▶ [Source excerpt]:
══════════

Tenor saxophonist Ravi Coltrane's tribute to his late mother, Alice
Coltrane --- born Alice McLeod in Detroit --- was one of the most
eagerly anticipated sets of the festival. It did not disappoint. The
weighty air of ritual that descended upon the Main Amphitheater
reflected the spirit of a woman whose life traced a remarkable journey,
from bebop pianist to pillar of the avant-garde and Eastern religious
mystic. The music pulsated with turbulent dissonance and peaceful
stasis, searching modality, rhythmic expressionism and, of course,
echoes of John Coltrane, the revolutionary saxophonist whom she married
in the '60s.
Ravi, who has handled the mantle of his parents' legacy with humility
and grace, has matured into a compelling soloist. His incantatory sound
on "Translinear Light" and the spiraling fury of several solos were
channeled from his father's sound world. Still, it was interesting that
his most personal playing came on the music least obviously cut from the
Coltrane family cloth: Charlie Haden's "For Turiya," a spare, melodic
gem with an even-8th note beat and brighter harmony, promoted Ravi's
most melodically and rhythmically varied phrasing. Pianist and native
Detroiter Geri Allen, resplendent in a flowing orange robe similar to
those favored by Alice, played sweeping arpeggios, liquid textures and
bursts of etched rhythm that partnered beautifully with Haden's direct
melodic sensibility and drummer Jack DeJohnette's fierce intensity and
command of color.
I checked in around 6 with the tribute to the late tenor saxophonist
Donald Walden, a warrior-sage on the local scene, who died in April at
age 69. What I saw when I arrived at the Pyramid Stage symbolized the
critical role that teachers and mentors have played in creating and
preserving Detroit's remarkable jazz history. Alto saxophonist Charles
McPherson and pianist Barry Harris were scampering through a fast blues
with bassist and tribute organizer Marion Hayden and drummer Bert
Myrick. Harris, the legendary bebop guru, taught both McPherson, one of
his most famous protégés, and Walden, who eventually became an important
mentor on the local scene. The next tune featured veteran Detroit
pianist Kenn Cox and a fine young tenor saxophonist named Michael
Hiemstra, who --- to close the circle --- studied with Walden at the
University of Michigan.
From Walden's tribute, it was back to the Waterfront Stage to hear the
79-year-old tenor saxophonist and composer Benny Golson, who wrote a
gaggle of jazz classics in the '50s and early '60s. It's always a
pleasure to hear Golson essay his own standards like "I Remember
Clifford" and "Along Came Betty." But despite some isolated moments of
inspiration, Golson, pianist Mike LeDonne, bassist Buster Williams and
drummer Carl Allen, delivered suave interpretations that sounded by
rote. It probably didn't help that the loquacious Golson has been
offering the same extended spoken introductions to his most famous tunes
for years, word-for-word in some cases. I've heard Golson play with more
surprise on other occasions.
I passed through the Main Amphitheatre around 7:30 and was practically
assaulted by the Detroit-born alto saxophonist Kenny Garrett, whose band
was cranked up to ridiculous proportion. Sound bleed from the
amphitheater has been a constant issue this year, sometimes ruining
performances at the other venues. I feel like my parents: TURN IT DOWN!

══════════

▶ [Listing]:
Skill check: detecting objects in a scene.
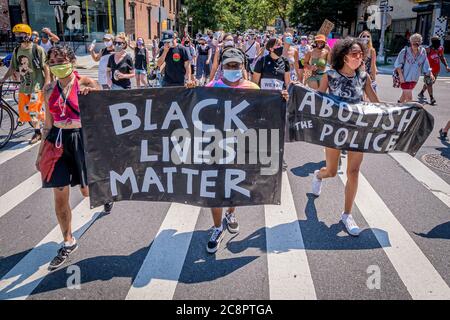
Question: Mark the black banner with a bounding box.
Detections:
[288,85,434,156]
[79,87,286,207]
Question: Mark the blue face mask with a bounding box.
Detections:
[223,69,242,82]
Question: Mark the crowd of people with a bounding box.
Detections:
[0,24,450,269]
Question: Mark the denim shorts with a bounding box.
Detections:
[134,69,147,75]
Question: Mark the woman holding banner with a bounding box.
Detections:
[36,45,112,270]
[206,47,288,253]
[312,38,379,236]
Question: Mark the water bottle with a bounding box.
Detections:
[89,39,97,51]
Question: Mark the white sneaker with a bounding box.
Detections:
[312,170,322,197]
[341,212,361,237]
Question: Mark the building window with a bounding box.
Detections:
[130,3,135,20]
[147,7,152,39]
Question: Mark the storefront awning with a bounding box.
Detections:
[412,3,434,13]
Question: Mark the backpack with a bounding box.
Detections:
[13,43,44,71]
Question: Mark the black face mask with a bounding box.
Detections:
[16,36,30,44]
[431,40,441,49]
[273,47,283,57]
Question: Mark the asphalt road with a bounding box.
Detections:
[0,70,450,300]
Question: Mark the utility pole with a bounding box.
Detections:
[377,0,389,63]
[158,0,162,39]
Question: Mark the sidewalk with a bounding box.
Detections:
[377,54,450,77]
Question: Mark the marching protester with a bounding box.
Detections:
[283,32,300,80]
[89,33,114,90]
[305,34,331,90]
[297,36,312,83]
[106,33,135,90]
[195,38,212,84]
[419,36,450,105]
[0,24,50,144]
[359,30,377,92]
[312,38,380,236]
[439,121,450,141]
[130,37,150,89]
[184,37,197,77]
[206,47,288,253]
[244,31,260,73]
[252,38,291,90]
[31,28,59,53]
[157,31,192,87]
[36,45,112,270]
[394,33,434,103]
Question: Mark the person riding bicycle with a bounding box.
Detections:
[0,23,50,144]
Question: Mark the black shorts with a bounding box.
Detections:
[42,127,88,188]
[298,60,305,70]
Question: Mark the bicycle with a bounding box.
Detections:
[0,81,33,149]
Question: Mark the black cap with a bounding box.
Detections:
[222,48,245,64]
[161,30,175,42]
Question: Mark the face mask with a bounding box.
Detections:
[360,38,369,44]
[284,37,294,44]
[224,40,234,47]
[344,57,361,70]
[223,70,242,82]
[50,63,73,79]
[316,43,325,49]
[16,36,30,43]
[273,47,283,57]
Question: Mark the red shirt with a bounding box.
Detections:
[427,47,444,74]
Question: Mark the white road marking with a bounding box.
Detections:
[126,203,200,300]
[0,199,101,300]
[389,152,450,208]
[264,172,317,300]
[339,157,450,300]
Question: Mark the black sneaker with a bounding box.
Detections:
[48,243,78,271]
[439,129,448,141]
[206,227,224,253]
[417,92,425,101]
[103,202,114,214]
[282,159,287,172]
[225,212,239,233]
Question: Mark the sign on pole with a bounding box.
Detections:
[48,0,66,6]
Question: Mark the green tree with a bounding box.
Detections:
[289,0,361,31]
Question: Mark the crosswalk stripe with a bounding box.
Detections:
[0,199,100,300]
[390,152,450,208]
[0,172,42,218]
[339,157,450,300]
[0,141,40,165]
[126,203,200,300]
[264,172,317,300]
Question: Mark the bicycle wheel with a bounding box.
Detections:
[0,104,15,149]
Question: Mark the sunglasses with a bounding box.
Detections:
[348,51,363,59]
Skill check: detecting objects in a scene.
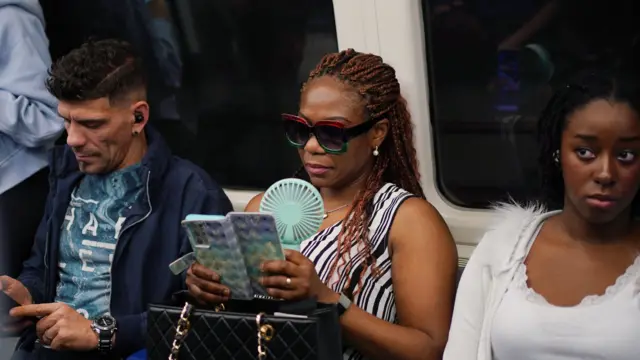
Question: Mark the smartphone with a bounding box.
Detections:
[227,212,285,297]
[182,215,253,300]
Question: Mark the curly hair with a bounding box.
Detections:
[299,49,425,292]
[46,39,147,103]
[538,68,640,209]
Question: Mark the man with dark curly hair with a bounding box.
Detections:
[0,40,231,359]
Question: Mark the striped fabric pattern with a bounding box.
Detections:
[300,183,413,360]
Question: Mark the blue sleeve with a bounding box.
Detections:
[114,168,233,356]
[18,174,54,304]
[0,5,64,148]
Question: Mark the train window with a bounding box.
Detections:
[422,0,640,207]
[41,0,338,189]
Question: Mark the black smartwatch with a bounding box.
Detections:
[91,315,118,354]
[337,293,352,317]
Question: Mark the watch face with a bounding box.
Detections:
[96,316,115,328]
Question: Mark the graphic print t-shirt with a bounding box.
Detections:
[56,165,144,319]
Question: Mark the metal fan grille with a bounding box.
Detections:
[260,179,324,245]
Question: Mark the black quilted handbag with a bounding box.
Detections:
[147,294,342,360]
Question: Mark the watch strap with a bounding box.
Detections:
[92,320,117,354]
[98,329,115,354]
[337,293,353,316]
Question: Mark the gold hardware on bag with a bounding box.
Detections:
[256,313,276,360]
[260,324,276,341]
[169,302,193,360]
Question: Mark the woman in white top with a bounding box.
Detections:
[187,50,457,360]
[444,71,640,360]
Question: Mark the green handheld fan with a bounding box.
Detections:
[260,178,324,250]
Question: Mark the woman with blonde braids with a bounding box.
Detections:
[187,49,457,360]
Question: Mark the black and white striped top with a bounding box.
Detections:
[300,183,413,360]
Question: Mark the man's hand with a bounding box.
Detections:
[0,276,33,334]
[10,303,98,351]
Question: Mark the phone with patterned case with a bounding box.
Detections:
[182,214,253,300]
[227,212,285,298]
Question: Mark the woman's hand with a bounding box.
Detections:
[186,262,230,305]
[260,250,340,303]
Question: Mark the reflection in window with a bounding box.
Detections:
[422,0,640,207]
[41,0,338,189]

══════════

▶ [Exercise tasks]:
(a) According to the jazz festival review, at what age did Donald Walden die?
(b) Reproduce the jazz festival review from "I passed through" to "TURN IT DOWN!".
The data has no role in these tasks.

▶ [Task answers]:
(a) He died at age 69.

(b)
I passed through the Main Amphitheatre around 7:30 and was practically
assaulted by the Detroit-born alto saxophonist Kenny Garrett, whose band
was cranked up to ridiculous proportion. Sound bleed from the
amphitheater has been a constant issue this year, sometimes ruining
performances at the other venues. I feel like my parents: TURN IT DOWN!